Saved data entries
* * *
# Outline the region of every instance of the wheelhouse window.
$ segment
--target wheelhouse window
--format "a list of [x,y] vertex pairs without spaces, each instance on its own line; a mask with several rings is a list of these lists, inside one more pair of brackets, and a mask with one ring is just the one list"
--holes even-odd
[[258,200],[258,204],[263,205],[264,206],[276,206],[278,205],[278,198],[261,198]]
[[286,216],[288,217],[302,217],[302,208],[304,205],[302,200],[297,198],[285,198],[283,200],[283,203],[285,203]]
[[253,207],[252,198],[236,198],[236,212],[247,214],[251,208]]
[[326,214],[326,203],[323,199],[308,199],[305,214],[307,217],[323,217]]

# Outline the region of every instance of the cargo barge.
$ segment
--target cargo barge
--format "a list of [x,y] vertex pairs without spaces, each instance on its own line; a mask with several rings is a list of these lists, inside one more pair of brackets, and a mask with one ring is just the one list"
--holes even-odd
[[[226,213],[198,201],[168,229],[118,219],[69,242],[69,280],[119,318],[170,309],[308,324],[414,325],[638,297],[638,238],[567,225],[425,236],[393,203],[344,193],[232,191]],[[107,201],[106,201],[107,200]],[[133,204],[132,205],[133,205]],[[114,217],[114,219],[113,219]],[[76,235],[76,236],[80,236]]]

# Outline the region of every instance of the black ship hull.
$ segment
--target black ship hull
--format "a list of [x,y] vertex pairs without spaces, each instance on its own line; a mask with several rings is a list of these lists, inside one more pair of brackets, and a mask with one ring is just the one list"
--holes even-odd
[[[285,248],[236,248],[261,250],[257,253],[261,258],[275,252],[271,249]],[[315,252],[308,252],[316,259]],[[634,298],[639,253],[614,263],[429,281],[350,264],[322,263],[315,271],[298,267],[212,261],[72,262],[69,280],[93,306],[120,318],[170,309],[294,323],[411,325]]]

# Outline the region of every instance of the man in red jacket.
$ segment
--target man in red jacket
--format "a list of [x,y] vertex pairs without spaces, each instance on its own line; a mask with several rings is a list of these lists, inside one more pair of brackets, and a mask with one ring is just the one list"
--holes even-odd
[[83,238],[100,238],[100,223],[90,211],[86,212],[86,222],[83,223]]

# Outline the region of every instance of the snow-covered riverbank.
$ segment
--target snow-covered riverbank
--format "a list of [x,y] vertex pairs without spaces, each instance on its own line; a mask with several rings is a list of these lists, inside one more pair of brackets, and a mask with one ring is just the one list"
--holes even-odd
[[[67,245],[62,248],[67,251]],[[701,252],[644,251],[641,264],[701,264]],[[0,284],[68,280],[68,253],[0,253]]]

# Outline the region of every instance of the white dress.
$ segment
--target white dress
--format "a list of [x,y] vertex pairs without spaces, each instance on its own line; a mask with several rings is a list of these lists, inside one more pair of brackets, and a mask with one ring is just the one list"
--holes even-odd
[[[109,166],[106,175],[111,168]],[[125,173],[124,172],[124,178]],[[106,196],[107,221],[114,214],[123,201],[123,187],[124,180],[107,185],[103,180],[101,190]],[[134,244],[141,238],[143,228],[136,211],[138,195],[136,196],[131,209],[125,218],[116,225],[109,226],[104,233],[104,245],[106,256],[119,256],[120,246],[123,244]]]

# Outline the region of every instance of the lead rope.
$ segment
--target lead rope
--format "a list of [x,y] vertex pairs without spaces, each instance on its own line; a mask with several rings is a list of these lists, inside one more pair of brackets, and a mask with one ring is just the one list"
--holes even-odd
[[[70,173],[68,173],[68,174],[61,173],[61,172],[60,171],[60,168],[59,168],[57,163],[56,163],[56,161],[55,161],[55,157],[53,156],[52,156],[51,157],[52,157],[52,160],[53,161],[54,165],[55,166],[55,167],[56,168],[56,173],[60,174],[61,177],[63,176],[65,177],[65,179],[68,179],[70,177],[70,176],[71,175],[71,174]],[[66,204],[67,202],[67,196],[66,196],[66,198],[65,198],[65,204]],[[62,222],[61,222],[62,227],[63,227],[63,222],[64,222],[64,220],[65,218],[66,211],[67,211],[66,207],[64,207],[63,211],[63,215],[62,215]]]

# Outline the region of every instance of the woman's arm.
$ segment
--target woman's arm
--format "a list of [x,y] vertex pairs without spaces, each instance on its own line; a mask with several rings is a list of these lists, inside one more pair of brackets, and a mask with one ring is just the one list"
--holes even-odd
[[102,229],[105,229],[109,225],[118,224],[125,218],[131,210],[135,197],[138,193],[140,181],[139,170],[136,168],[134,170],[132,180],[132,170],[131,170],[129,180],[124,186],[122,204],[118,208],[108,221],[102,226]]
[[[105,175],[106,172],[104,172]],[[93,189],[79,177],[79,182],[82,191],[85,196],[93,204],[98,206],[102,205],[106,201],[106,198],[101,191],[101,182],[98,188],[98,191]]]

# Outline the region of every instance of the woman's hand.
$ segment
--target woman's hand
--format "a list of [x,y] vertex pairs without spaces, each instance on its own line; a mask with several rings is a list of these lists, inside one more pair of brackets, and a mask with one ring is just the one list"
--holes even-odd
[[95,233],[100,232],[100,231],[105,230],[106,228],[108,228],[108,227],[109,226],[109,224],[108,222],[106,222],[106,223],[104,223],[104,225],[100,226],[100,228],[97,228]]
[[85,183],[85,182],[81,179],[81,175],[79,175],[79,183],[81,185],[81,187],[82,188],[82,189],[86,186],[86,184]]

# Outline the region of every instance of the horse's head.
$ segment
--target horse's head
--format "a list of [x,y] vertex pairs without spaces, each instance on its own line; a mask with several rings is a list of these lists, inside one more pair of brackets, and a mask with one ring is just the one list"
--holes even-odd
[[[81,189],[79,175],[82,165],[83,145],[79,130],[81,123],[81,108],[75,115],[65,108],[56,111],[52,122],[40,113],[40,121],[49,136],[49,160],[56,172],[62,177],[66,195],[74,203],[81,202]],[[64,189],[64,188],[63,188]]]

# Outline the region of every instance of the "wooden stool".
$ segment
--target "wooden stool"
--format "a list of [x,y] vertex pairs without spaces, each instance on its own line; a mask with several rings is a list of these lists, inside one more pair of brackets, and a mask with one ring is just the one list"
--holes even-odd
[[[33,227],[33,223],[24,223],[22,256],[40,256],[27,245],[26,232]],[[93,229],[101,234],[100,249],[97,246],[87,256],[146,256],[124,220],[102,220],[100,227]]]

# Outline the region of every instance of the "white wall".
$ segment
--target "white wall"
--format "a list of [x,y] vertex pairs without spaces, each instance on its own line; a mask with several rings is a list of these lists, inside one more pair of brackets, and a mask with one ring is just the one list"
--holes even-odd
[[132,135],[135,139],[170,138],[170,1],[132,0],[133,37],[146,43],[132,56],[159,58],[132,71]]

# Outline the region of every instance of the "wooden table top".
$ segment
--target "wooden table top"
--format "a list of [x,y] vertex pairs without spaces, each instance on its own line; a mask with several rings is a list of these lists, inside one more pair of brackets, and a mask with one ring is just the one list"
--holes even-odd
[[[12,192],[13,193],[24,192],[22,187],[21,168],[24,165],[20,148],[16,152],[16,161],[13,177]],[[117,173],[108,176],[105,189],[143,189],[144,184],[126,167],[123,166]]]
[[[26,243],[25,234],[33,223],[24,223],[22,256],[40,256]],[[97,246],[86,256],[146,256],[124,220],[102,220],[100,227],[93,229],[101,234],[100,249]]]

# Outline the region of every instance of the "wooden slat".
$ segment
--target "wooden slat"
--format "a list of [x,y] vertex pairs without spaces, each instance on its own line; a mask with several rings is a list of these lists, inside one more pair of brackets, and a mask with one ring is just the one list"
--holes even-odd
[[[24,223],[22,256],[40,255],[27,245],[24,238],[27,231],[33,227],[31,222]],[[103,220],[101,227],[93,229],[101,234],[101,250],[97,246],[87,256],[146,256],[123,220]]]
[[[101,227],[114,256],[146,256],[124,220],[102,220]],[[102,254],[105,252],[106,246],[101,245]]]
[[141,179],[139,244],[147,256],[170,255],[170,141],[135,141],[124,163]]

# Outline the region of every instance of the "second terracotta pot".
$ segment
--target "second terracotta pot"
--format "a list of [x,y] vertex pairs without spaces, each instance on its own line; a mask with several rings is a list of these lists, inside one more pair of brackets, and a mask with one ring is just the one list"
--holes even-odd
* * *
- [Problem details]:
Extract each line above that contains the string "window", copying every match in full. Case counts.

- [Solution to this problem]:
# Outline the region of every instance of the wheelhouse window.
--target wheelhouse window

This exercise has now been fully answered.